Last updated:
ID:
1035459
Start date:
6 January 2026
Project status:
Current
Principal investigator:
Dr Liza Huijse
Lead institution:
Base5 Genomics T/A Benthic Genomics, United States of America

We aim to use UK Biobank’s whole genome sequencing data to discover the genomic determinants of clinically relevant antigen systems, with a focus on the ABO and Rh systems as well as additional genomic regions of immunological and clinical significance. Accurate antigen typing is essential for transfusion safety, transplantation compatibility, and other immune-related clinical applications. For blood typing, the current clinical standard serological methods are reliable for common antigens but lack scalability and can fail in contexts such as resolving rare alleles and ambiguous or weak antigen expression. Genomic approaches may provide the resolution and scalability needed for accurate antigen typing and also for mapping the broader genetic landscape of these clinically important immune-relevant loci.

Our objectives are:
1. Assembly of key loci – select reads and assemble genomic regions spanning the ABO and RHD/RHCE loci to resolve complex structural and sequence variation.

§ **DATASET EXTRACT**:
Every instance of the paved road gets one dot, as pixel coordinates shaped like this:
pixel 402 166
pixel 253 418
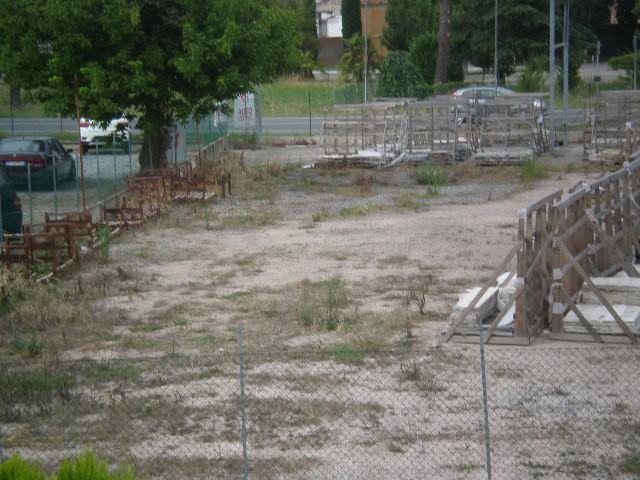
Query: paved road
pixel 44 126
pixel 270 125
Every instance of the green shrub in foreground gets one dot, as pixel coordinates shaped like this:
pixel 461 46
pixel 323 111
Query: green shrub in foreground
pixel 18 469
pixel 533 171
pixel 85 467
pixel 430 175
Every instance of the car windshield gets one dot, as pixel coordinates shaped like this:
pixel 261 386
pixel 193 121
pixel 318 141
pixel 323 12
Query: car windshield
pixel 19 145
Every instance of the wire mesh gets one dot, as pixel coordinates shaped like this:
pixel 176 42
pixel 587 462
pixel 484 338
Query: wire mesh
pixel 340 413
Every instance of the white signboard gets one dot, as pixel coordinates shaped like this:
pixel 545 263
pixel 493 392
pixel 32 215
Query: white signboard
pixel 244 111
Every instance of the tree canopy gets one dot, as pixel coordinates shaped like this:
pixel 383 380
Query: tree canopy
pixel 351 18
pixel 407 19
pixel 159 60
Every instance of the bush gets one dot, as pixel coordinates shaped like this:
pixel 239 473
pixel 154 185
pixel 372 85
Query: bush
pixel 18 469
pixel 532 78
pixel 430 175
pixel 87 467
pixel 398 76
pixel 532 171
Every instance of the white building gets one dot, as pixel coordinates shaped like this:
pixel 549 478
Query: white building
pixel 329 18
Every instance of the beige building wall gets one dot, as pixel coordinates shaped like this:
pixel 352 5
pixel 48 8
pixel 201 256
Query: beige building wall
pixel 374 11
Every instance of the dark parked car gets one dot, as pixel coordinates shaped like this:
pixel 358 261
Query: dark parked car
pixel 42 156
pixel 11 206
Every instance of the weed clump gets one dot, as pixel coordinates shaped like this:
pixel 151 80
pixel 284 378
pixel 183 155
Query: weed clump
pixel 430 175
pixel 532 171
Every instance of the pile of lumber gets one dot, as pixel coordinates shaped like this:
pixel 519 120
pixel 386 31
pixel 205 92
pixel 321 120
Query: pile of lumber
pixel 622 292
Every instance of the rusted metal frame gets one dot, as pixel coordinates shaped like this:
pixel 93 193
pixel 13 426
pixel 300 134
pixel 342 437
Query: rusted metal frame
pixel 613 246
pixel 585 323
pixel 482 291
pixel 585 277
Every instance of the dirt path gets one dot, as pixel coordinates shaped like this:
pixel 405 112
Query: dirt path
pixel 275 264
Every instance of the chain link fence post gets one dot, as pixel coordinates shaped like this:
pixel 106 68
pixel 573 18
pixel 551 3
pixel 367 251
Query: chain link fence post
pixel 487 436
pixel 243 406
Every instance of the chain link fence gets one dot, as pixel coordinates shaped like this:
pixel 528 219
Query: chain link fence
pixel 106 167
pixel 553 411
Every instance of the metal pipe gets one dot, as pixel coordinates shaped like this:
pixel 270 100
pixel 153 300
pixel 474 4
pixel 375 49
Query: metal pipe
pixel 552 75
pixel 565 76
pixel 366 46
pixel 495 60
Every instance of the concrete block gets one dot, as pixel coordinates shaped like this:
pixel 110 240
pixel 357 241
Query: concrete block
pixel 622 290
pixel 602 321
pixel 486 306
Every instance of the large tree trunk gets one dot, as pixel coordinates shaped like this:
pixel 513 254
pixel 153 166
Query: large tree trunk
pixel 153 154
pixel 16 99
pixel 444 35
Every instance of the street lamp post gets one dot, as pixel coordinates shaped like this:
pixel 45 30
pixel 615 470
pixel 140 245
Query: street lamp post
pixel 366 46
pixel 495 49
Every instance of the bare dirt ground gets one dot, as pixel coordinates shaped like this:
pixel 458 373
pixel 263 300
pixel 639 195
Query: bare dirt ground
pixel 306 259
pixel 287 234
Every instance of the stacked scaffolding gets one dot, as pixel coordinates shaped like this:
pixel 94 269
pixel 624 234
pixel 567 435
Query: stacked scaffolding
pixel 610 125
pixel 443 129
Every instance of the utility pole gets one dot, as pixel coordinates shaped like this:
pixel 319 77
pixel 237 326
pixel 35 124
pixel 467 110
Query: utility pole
pixel 552 75
pixel 366 46
pixel 495 49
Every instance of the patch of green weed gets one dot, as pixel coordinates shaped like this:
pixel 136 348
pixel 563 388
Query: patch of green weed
pixel 532 171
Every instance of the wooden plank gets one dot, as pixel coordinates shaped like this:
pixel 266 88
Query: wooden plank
pixel 482 291
pixel 580 271
pixel 504 311
pixel 495 340
pixel 585 337
pixel 585 323
pixel 612 246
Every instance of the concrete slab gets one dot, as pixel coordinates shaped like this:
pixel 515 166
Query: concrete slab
pixel 486 306
pixel 602 320
pixel 621 290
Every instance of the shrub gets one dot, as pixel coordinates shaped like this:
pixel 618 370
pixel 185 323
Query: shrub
pixel 398 76
pixel 532 171
pixel 430 175
pixel 18 469
pixel 87 467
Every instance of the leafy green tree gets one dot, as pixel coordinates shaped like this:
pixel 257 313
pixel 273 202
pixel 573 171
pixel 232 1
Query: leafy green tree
pixel 444 41
pixel 398 76
pixel 522 36
pixel 407 19
pixel 352 64
pixel 351 18
pixel 159 60
pixel 423 54
pixel 310 43
pixel 533 76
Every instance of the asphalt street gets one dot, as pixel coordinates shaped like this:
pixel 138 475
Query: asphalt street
pixel 270 125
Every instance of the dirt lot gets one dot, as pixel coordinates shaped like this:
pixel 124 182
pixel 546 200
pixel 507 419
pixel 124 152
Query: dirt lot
pixel 306 259
pixel 288 238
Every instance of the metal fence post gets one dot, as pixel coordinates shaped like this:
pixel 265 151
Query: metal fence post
pixel 115 161
pixel 487 436
pixel 55 183
pixel 243 407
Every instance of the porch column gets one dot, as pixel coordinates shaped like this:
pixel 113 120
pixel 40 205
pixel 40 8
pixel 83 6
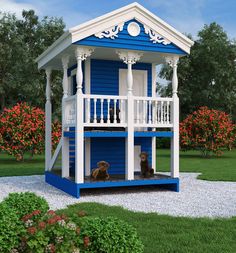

§ **WORK TASK A**: In two sentences, state what the antigen-typing project summary describes.
§ **WORK TASK B**: Copy from the antigen-typing project summary the stretch from "We aim to use" through "important immune-relevant loci.".

§ **TASK RESPONSE A**: The project, led by Dr Liza Huijse at Base5 Genomics T/A Benthic Genomics, aims to use UK Biobank's whole genome sequencing data to discover the genomic determinants of clinically relevant antigen systems, focusing on ABO and Rh. Because standard serological blood typing lacks scalability and can fail with rare alleles or weak expression, genomic approaches are proposed, beginning with assembling the ABO and RHD/RHCE loci.

§ **TASK RESPONSE B**:
We aim to use UK Biobank’s whole genome sequencing data to discover the genomic determinants of clinically relevant antigen systems, with a focus on the ABO and Rh systems as well as additional genomic regions of immunological and clinical significance. Accurate antigen typing is essential for transfusion safety, transplantation compatibility, and other immune-related clinical applications. For blood typing, the current clinical standard serological methods are reliable for common antigens but lack scalability and can fail in contexts such as resolving rare alleles and ambiguous or weak antigen expression. Genomic approaches may provide the resolution and scalability needed for accurate antigen typing and also for mapping the broader genetic landscape of these clinically important immune-relevant loci.